Work task »
All of the data that follows should be retyped exactly as it appears.

(Stored data entries)
* * * * *

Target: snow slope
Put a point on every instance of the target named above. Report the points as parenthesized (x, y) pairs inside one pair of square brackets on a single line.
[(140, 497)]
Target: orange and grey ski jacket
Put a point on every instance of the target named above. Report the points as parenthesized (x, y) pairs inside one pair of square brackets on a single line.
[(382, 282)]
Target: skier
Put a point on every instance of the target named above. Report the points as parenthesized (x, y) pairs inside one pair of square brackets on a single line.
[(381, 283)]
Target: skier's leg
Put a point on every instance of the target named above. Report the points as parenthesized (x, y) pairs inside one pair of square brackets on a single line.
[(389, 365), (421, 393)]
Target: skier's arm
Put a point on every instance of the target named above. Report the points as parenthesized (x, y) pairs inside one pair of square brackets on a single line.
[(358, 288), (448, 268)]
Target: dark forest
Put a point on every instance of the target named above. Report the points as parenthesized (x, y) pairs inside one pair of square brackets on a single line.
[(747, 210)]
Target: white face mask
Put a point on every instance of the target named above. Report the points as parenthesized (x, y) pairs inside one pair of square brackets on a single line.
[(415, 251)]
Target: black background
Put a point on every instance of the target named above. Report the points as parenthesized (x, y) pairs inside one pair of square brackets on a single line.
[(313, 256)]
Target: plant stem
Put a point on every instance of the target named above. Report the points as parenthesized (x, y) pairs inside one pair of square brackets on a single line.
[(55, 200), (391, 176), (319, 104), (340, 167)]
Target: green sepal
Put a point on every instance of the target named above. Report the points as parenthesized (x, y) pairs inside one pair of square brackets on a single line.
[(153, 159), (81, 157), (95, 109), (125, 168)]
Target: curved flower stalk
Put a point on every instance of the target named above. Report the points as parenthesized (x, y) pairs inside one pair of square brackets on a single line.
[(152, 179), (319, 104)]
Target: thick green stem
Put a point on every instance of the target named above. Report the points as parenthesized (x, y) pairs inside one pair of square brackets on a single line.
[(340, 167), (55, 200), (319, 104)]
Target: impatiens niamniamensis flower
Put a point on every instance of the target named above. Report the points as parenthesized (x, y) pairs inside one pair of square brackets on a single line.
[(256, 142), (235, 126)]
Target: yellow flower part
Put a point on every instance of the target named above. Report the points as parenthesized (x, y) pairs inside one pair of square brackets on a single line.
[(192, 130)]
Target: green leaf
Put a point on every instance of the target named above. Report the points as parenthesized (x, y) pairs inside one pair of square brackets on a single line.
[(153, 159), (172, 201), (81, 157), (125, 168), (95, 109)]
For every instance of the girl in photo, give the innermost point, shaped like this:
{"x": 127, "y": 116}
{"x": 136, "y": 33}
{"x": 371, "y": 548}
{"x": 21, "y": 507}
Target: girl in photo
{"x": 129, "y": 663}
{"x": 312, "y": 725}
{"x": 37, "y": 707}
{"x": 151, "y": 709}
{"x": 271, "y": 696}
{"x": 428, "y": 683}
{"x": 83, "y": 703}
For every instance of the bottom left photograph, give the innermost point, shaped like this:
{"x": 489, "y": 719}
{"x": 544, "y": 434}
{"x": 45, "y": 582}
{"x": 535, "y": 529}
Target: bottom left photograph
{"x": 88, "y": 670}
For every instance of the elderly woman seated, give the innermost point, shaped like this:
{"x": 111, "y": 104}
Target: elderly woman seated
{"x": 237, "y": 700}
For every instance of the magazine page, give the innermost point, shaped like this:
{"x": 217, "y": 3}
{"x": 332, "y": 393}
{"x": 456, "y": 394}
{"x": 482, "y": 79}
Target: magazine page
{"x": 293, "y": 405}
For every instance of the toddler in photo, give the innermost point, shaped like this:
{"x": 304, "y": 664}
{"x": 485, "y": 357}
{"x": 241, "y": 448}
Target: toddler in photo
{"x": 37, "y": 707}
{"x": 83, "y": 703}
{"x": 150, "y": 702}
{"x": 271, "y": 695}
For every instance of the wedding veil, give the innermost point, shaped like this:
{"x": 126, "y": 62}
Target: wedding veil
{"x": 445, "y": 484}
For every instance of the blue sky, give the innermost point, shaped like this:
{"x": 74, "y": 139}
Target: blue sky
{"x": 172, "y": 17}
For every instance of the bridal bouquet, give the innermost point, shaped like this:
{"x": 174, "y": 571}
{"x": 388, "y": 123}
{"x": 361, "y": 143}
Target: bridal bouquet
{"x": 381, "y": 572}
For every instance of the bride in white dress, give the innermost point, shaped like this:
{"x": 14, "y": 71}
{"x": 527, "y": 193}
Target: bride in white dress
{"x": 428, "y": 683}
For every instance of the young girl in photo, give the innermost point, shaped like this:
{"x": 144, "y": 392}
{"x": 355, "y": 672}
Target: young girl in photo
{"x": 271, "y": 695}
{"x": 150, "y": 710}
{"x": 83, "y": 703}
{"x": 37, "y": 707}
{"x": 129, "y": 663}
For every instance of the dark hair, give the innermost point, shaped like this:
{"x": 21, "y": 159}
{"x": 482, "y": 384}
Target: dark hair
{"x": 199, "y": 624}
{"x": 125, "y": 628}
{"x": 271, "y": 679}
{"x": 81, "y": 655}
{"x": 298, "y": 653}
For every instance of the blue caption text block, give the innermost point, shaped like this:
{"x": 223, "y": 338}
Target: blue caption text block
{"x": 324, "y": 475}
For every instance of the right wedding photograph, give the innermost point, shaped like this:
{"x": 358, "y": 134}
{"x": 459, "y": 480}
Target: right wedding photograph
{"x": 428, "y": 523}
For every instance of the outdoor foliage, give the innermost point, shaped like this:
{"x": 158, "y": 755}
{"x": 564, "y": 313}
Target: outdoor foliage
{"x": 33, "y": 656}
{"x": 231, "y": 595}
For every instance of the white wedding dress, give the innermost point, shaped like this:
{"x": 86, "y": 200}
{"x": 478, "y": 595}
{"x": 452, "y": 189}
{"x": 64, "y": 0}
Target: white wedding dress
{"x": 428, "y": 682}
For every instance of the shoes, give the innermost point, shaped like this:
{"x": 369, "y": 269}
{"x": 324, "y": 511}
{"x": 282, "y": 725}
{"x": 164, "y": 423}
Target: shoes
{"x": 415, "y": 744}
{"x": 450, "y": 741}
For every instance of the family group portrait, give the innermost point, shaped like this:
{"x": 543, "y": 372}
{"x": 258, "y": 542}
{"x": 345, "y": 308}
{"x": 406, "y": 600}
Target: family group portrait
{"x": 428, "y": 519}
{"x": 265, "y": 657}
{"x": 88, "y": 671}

* * * * *

Written answer »
Target: snow slope
Put a point on every instance of the target named above. Report the points as parenthesized (x, y) pairs inside one pair of square brackets on a single line.
[(140, 497)]
Target: orange and grey ski jacket
Put a point on every instance of the target named above. Report the points as parenthesized (x, y) pairs inside one pair of square brackets on a single line.
[(382, 282)]
Target: skier
Put a point on every instance of the target named above. Report the points as parenthesized (x, y) pairs inside one pair of square brackets on a single line.
[(381, 283)]
Target: skier's leg
Put a point on every instance of the target named above. Report the points as parenthesized (x, y) pairs inside one pair of square brackets on a single line.
[(389, 365), (421, 393)]
Target: skier's arm
Put a point on every instance of the target named above. Report the points as parenthesized (x, y) pairs inside one pair of square brackets on a single line.
[(358, 288), (448, 268)]
Target: dark forest
Put a point on every instance of the target named above. Report the points as parenthesized (x, y) pairs inside one pair of square brackets on a single line.
[(747, 210)]
Target: white face mask
Put a point on every instance of the target named above. Report the points as parenthesized (x, y) pairs inside one pair of square brackets on a single line.
[(415, 251)]
Target: black background
Put a point on every instance of the target named above. Report the points as parenthesized (x, y) pairs inside one pair of square brackets on a single line.
[(313, 256)]
Target: plant stem
Put a point on every instance of the target named above. Report the points as parenthesized (x, y) pairs inside one pair of square brackets on a single line.
[(55, 200), (391, 176), (319, 104), (340, 167)]
Target: green sepal
Put a point on every instance of the target named above. Report the points as parenthesized (x, y) pairs inside one pair of square brackets on a single line.
[(153, 159), (81, 157), (95, 109), (125, 168)]
Target: curved flower stalk
Put a point on every instance of the target named above. Report the points as parenthesized (x, y) pairs inside one pair of square brackets on a single line.
[(152, 179), (319, 104)]
Target: thick green stem
Put a point on every instance of the target named above. Report the points as parenthesized (x, y) pairs inside one pair of square brackets on a single line.
[(340, 167), (55, 200), (319, 104)]
Target: impatiens niamniamensis flower
Put a point on every instance of the target named above. Report the points as parenthesized (x, y) pairs inside one pair of square brackets on a single line.
[(256, 142), (235, 126)]
Target: yellow flower part
Put a point on every instance of the target named above. Report the points as parenthesized (x, y) pairs inside one pair of square brackets on a single line.
[(192, 130)]
Target: green leaf
Put a point on every instance of the target named above. Report the points as parenthesized (x, y) pairs inside one pair of square brackets on a single line.
[(153, 159), (172, 201), (81, 157), (125, 168), (95, 109)]
For every instance of the girl in photo, give the innermost point, shaped like this:
{"x": 127, "y": 116}
{"x": 136, "y": 33}
{"x": 371, "y": 548}
{"x": 21, "y": 507}
Target: girl in photo
{"x": 129, "y": 663}
{"x": 312, "y": 725}
{"x": 37, "y": 707}
{"x": 151, "y": 709}
{"x": 271, "y": 696}
{"x": 428, "y": 683}
{"x": 83, "y": 703}
For every instance of the bottom left photograph, give the innermost point, shaped like this:
{"x": 489, "y": 719}
{"x": 544, "y": 434}
{"x": 45, "y": 582}
{"x": 535, "y": 529}
Target: bottom left photograph
{"x": 88, "y": 670}
For every instance of the elderly woman seated, give the innermost point, shaped like this:
{"x": 111, "y": 104}
Target: elderly woman seated
{"x": 237, "y": 700}
For every instance of the magazine page, give the innermost point, shaped like this:
{"x": 217, "y": 3}
{"x": 332, "y": 393}
{"x": 456, "y": 394}
{"x": 482, "y": 79}
Target: magazine page
{"x": 293, "y": 405}
For every instance of the toddler in photo, give the innermost point, shaped like this:
{"x": 304, "y": 664}
{"x": 485, "y": 357}
{"x": 241, "y": 448}
Target: toddler in photo
{"x": 37, "y": 707}
{"x": 83, "y": 703}
{"x": 150, "y": 702}
{"x": 271, "y": 695}
For every instance of the wedding veil, give the innermost point, shaped like this:
{"x": 126, "y": 62}
Target: wedding veil
{"x": 445, "y": 484}
For every instance of the blue sky, give the innermost point, shaped like this:
{"x": 74, "y": 139}
Target: blue sky
{"x": 172, "y": 17}
For every instance of the bridal bouquet, give the innermost point, shaped like this:
{"x": 174, "y": 571}
{"x": 388, "y": 123}
{"x": 361, "y": 143}
Target: bridal bouquet
{"x": 381, "y": 572}
For every instance of the bride in white dress, give the innermost point, shaped like this:
{"x": 14, "y": 71}
{"x": 527, "y": 193}
Target: bride in white dress
{"x": 428, "y": 683}
For every instance of the young girl in photo, give the innermost point, shaped like this:
{"x": 144, "y": 392}
{"x": 355, "y": 672}
Target: young girl in photo
{"x": 271, "y": 695}
{"x": 150, "y": 710}
{"x": 83, "y": 703}
{"x": 37, "y": 707}
{"x": 129, "y": 663}
For every instance of the dark hair, give the innermost point, shaped like this:
{"x": 21, "y": 159}
{"x": 482, "y": 384}
Target: dark hair
{"x": 199, "y": 624}
{"x": 125, "y": 628}
{"x": 271, "y": 679}
{"x": 81, "y": 655}
{"x": 298, "y": 653}
For every instance of the blue caption text block, give the innermost point, shaped like this:
{"x": 223, "y": 338}
Target: blue caption text block
{"x": 324, "y": 475}
For every instance of the right wedding photograph, give the innermost point, shaped like this:
{"x": 358, "y": 134}
{"x": 459, "y": 480}
Target: right wedding photograph
{"x": 428, "y": 523}
For every instance of the outdoor foliage, give the innermost point, shaped like this:
{"x": 158, "y": 755}
{"x": 564, "y": 313}
Target: outdoor foliage
{"x": 33, "y": 656}
{"x": 231, "y": 595}
For every instance of the white wedding dress, give the innermost point, shaped like this:
{"x": 86, "y": 200}
{"x": 478, "y": 595}
{"x": 452, "y": 189}
{"x": 64, "y": 0}
Target: white wedding dress
{"x": 428, "y": 682}
For every instance of the shoes, give the innermost point, shaped like this:
{"x": 369, "y": 269}
{"x": 324, "y": 511}
{"x": 282, "y": 725}
{"x": 164, "y": 423}
Target: shoes
{"x": 415, "y": 744}
{"x": 450, "y": 741}
For every instance of the family group portrait, give the innermost point, shaped like this:
{"x": 543, "y": 372}
{"x": 258, "y": 542}
{"x": 345, "y": 308}
{"x": 406, "y": 600}
Target: family group portrait
{"x": 428, "y": 519}
{"x": 265, "y": 657}
{"x": 88, "y": 671}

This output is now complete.